▶ [AIM OF THE EXERCISE]: Render the lines of the listing below as a JSON list of strings, one string per line and no blank lines, starting at the beginning of the listing and ending at the line containing "[[670, 487], [927, 708], [856, 585]]". Leave the pictures out of the list.

▶ [Data extracted from a collection]:
§
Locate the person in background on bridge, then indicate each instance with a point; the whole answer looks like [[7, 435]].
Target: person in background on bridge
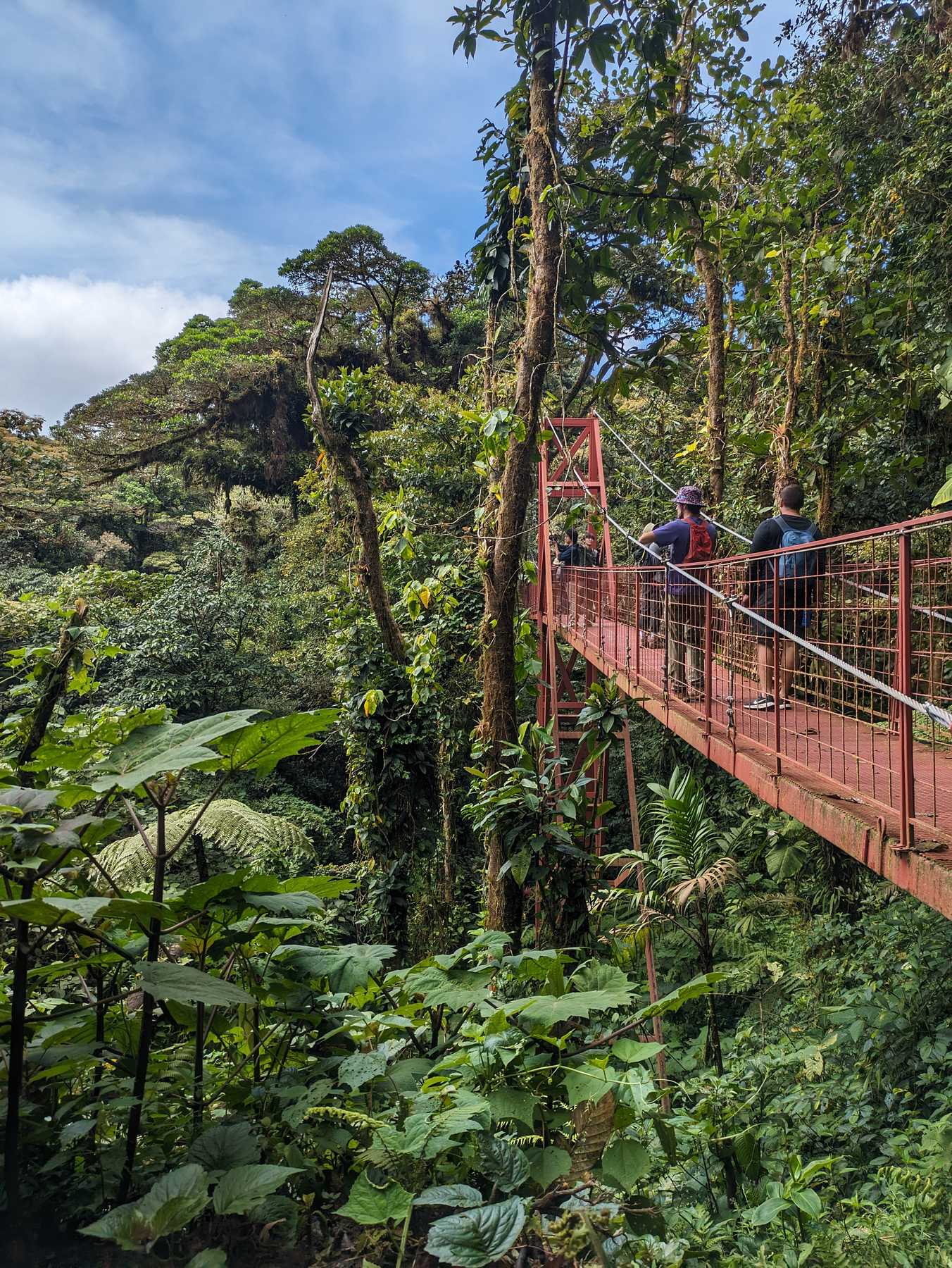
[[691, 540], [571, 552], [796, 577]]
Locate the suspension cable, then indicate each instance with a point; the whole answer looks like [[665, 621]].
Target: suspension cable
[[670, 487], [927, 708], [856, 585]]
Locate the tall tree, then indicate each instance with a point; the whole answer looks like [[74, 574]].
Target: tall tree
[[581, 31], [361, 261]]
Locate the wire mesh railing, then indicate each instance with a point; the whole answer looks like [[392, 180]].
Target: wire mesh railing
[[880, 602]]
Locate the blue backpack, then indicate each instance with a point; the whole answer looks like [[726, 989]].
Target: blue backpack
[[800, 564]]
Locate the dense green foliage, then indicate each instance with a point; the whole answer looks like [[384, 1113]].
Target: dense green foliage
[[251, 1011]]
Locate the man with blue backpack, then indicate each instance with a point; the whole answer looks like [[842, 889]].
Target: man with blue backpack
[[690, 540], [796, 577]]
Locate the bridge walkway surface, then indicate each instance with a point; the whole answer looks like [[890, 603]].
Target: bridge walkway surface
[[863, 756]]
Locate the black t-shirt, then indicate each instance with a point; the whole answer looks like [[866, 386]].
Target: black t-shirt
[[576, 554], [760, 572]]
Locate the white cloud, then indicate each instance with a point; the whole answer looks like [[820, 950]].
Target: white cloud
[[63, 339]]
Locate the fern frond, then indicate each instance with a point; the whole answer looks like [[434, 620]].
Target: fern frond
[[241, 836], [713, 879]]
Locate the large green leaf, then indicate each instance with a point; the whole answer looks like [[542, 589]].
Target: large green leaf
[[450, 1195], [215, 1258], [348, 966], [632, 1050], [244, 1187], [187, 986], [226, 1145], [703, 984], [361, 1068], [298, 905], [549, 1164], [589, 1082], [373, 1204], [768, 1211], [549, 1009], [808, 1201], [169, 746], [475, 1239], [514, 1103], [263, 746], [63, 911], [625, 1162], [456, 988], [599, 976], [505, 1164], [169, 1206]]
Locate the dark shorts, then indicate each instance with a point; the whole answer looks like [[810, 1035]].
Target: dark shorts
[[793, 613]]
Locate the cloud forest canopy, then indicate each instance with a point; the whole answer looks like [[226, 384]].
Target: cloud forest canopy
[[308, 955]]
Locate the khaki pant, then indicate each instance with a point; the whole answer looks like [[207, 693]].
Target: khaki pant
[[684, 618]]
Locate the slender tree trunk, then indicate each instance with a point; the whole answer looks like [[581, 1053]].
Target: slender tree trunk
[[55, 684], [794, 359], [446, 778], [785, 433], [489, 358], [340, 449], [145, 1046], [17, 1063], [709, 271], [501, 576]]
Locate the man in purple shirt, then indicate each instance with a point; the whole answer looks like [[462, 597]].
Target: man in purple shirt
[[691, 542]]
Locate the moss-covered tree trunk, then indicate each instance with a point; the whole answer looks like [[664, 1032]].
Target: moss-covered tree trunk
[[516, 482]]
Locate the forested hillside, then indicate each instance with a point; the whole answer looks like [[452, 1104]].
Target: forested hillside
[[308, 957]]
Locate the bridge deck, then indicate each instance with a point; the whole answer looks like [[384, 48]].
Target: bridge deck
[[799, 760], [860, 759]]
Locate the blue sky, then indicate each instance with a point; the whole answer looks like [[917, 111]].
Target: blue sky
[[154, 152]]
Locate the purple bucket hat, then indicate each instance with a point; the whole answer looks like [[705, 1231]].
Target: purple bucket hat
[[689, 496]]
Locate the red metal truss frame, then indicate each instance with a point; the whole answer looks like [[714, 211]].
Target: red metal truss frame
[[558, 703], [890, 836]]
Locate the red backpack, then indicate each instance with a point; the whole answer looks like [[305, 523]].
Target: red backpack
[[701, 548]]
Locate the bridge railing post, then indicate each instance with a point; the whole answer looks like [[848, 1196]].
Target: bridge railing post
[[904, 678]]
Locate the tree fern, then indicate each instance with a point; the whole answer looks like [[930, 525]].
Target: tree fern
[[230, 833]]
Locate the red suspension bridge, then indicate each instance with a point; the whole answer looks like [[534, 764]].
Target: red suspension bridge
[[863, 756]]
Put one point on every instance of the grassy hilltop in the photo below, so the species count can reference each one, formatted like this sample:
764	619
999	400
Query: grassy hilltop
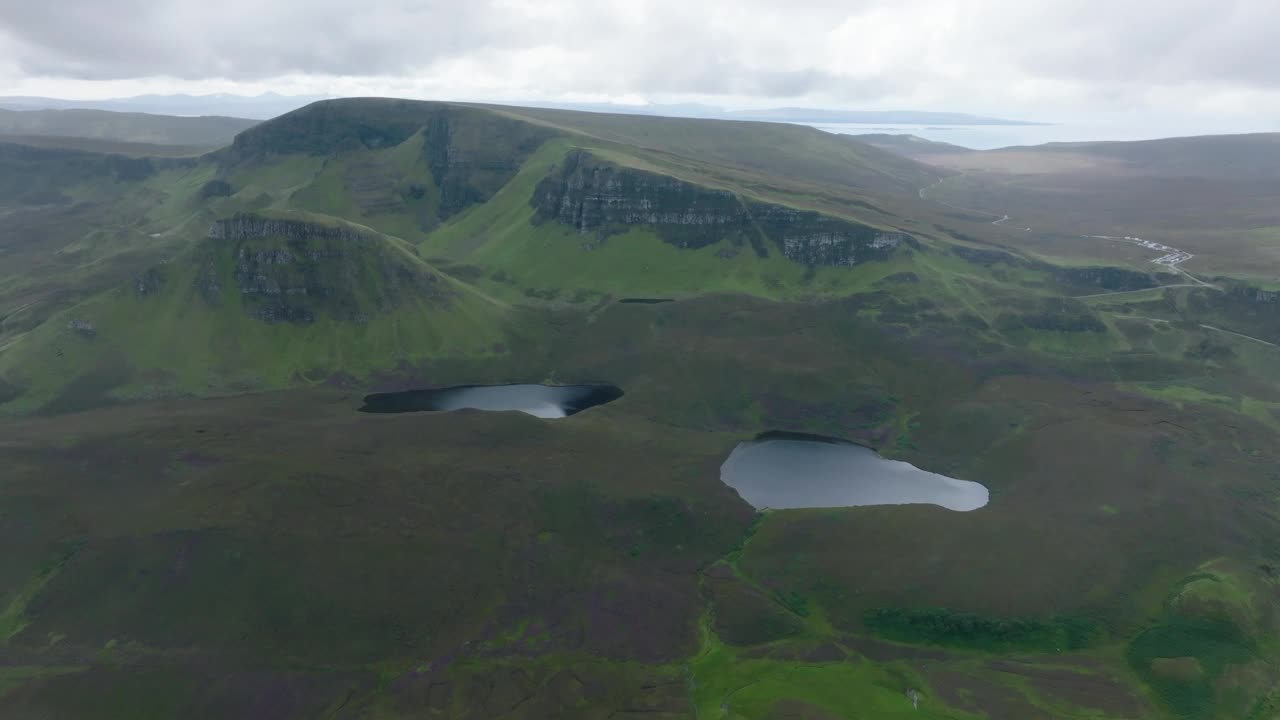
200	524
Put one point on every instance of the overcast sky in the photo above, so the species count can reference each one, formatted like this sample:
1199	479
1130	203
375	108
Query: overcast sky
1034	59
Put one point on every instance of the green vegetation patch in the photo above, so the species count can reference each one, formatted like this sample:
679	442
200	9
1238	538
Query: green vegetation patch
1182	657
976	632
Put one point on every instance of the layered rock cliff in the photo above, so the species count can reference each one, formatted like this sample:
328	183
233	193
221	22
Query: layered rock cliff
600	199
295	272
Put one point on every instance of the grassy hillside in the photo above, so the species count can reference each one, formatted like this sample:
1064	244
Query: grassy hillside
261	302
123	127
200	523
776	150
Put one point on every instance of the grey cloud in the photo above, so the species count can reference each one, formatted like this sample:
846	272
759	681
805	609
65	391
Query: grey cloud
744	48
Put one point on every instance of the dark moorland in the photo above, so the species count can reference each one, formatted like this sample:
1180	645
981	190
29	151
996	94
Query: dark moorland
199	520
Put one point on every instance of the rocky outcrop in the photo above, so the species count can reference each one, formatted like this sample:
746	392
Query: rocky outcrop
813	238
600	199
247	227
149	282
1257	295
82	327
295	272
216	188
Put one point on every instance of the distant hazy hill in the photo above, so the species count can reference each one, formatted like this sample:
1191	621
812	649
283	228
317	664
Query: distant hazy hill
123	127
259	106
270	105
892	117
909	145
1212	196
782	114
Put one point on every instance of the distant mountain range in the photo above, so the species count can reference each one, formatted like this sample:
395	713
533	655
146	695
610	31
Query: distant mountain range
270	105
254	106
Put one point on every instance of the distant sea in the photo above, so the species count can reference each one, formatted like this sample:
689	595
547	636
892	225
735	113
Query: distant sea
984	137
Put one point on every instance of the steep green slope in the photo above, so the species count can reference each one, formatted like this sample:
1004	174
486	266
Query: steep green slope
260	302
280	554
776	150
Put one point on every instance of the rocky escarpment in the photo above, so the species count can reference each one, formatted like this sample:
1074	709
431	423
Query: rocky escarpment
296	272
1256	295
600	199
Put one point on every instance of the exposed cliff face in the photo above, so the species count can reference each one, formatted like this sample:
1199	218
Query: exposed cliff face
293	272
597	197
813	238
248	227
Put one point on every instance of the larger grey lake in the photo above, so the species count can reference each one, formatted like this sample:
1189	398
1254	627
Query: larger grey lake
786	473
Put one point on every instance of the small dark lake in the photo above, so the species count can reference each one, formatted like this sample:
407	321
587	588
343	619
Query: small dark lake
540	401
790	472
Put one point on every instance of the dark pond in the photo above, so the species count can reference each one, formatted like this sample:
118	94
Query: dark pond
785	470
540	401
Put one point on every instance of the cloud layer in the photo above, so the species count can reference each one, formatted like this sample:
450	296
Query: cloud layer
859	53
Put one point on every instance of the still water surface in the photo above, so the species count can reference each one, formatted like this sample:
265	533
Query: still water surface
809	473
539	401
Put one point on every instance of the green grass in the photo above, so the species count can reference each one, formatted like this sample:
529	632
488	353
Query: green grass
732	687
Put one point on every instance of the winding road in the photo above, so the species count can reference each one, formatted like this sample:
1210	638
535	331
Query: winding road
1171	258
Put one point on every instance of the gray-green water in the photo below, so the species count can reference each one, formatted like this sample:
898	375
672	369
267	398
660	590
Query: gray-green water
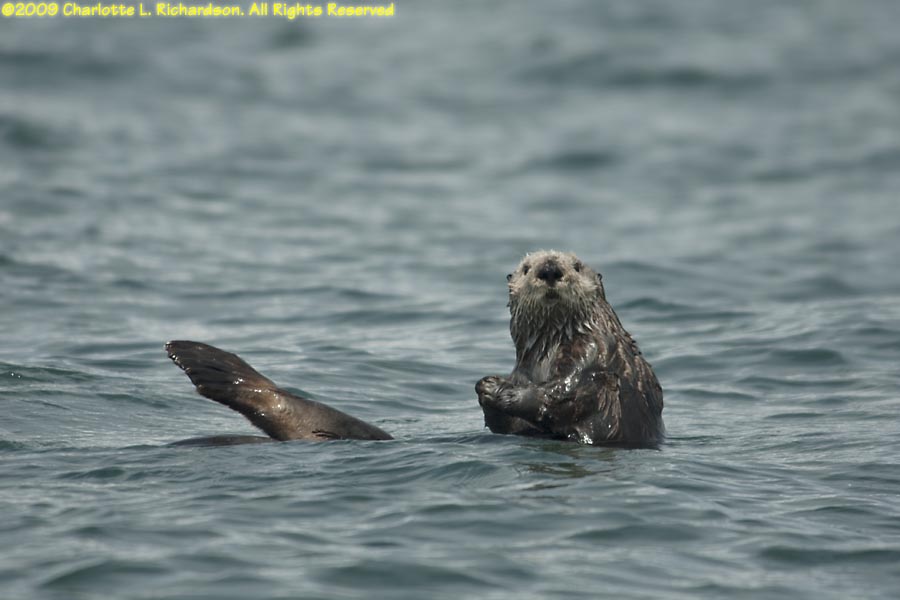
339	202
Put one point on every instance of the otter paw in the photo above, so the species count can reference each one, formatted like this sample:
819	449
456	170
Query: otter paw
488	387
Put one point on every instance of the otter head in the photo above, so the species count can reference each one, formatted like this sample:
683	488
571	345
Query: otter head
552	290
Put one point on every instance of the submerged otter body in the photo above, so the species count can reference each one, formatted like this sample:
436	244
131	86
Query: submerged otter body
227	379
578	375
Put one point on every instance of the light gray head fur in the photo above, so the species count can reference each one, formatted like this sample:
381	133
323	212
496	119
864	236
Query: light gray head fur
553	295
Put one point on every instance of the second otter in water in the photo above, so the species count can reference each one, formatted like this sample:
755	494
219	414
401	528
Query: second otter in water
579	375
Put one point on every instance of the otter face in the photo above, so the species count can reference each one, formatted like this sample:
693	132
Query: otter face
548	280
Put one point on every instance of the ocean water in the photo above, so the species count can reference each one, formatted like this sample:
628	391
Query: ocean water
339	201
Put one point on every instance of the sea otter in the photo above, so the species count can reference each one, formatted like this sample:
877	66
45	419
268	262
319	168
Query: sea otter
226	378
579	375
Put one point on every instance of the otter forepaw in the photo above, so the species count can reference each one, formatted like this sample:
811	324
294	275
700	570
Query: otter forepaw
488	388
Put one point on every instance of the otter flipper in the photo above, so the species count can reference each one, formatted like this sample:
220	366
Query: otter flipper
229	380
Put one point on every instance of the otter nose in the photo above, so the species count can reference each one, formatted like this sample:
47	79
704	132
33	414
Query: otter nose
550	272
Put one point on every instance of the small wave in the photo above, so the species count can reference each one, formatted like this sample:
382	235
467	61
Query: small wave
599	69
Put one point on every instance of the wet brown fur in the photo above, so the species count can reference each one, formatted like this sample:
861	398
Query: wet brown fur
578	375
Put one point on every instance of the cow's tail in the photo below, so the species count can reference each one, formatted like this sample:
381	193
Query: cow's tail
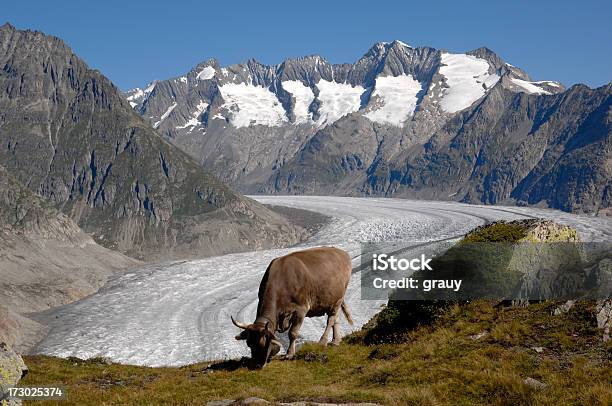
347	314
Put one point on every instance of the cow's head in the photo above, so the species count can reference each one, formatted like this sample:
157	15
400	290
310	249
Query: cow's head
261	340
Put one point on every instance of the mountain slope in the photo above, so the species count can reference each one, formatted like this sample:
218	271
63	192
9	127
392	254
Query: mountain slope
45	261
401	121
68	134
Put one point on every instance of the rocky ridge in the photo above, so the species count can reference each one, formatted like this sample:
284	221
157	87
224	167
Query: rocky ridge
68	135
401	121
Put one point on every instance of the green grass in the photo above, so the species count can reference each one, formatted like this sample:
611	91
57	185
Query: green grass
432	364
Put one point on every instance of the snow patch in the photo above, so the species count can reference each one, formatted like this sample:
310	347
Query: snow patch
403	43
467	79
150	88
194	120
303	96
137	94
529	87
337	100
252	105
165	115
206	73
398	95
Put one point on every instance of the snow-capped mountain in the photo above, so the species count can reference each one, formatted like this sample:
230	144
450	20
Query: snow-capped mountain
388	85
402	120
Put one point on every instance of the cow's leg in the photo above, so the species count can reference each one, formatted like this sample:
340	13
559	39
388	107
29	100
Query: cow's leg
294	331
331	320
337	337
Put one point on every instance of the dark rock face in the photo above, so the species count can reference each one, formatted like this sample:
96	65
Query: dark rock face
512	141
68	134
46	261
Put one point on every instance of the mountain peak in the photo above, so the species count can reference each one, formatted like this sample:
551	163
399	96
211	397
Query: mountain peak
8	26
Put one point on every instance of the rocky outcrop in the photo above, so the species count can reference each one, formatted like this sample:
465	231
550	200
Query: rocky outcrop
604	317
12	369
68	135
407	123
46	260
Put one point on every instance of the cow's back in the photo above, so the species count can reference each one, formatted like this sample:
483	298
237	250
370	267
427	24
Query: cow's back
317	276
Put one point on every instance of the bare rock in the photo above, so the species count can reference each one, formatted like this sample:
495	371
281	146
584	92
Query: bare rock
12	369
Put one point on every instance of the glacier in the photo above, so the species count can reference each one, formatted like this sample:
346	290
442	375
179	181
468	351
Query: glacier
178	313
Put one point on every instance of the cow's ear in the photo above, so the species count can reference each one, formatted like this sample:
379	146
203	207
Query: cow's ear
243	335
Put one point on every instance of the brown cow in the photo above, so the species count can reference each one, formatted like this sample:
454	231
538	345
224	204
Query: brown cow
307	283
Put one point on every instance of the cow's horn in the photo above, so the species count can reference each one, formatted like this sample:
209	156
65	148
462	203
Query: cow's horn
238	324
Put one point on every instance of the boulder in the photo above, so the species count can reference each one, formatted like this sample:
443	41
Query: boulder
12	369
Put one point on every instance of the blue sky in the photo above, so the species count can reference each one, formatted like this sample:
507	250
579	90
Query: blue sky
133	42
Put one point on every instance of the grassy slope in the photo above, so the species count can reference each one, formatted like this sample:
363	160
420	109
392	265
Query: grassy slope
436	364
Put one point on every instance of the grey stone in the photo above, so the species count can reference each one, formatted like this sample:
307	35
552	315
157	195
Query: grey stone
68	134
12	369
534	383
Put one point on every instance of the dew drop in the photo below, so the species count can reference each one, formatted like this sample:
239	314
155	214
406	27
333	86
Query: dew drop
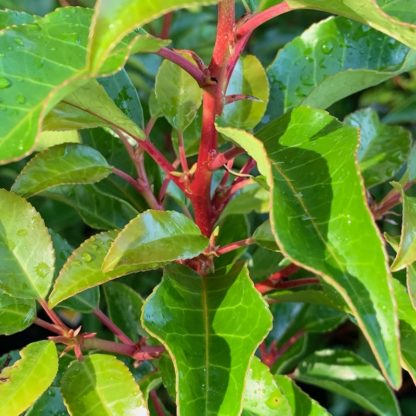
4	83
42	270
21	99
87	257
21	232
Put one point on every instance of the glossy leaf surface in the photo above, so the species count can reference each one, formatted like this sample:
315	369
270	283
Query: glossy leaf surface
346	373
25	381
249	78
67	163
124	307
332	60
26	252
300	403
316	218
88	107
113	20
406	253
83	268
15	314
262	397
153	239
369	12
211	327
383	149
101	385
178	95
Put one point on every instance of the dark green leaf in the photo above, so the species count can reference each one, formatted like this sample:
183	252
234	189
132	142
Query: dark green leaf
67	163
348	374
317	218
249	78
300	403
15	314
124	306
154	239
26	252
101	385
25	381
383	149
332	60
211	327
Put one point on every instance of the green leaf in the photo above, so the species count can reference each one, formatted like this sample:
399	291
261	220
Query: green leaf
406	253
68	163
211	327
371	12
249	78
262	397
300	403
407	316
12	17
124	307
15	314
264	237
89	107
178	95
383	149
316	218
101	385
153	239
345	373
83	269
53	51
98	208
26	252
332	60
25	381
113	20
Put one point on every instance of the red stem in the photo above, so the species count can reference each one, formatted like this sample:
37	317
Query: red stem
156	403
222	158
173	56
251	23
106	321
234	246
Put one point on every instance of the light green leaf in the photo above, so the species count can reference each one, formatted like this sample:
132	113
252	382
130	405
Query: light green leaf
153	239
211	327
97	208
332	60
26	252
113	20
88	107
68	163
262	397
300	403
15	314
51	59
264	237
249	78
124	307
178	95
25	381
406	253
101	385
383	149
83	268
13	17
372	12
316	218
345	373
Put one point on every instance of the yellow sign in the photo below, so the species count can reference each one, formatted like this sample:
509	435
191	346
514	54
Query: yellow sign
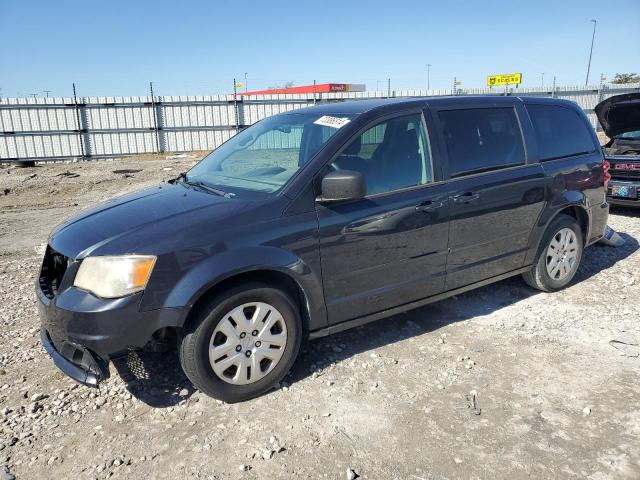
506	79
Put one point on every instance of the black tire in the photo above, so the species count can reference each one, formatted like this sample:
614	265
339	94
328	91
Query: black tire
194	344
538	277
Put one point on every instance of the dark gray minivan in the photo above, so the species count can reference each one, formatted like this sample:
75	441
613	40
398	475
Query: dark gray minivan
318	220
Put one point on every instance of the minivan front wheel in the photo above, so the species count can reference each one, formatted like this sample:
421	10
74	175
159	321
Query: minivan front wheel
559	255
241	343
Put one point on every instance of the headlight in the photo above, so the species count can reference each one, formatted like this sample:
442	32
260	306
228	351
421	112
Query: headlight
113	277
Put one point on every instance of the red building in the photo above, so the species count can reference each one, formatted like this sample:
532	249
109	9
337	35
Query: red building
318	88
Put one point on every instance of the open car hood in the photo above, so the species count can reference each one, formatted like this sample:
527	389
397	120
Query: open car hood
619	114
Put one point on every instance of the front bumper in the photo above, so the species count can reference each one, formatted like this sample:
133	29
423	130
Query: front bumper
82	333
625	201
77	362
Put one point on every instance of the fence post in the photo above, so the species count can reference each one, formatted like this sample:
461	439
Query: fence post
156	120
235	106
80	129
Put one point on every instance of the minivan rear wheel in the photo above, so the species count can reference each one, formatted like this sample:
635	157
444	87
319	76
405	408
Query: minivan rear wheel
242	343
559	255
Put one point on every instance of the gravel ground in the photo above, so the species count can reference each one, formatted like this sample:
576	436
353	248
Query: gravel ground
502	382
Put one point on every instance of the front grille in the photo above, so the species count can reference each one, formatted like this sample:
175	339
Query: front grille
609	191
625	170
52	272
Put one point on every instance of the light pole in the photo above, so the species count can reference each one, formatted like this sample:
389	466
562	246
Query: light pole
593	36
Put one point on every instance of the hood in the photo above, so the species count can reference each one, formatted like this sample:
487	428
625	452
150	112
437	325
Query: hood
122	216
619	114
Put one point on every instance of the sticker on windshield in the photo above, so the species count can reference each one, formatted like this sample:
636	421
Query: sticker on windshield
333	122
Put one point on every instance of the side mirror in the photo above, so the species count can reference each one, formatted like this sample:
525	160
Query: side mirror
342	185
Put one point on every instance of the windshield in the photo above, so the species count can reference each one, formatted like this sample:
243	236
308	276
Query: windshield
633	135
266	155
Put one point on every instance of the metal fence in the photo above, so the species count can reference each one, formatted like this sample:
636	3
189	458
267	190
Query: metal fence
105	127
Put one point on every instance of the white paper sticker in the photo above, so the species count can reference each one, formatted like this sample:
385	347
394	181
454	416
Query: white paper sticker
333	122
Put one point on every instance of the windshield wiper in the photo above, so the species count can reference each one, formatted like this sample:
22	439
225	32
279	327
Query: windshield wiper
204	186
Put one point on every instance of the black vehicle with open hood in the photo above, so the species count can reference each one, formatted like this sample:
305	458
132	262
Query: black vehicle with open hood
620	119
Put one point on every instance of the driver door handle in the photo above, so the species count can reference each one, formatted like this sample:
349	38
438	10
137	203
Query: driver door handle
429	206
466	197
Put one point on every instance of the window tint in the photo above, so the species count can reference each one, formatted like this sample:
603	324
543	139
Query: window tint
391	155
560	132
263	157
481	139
§
▶ [REPLY TO THE EXERCISE]:
[
  "Locate the person in background on bridge, then indicate each instance with a point; the whole answer looks like [[7, 435]].",
  "Target: person in background on bridge",
  "[[691, 540], [571, 552], [796, 577]]",
  "Locate the suspension cable, then indicate each instance with a point; the whole answer looks like [[665, 621]].",
  "Target: suspension cable",
  "[[670, 487], [927, 708], [856, 585]]"
]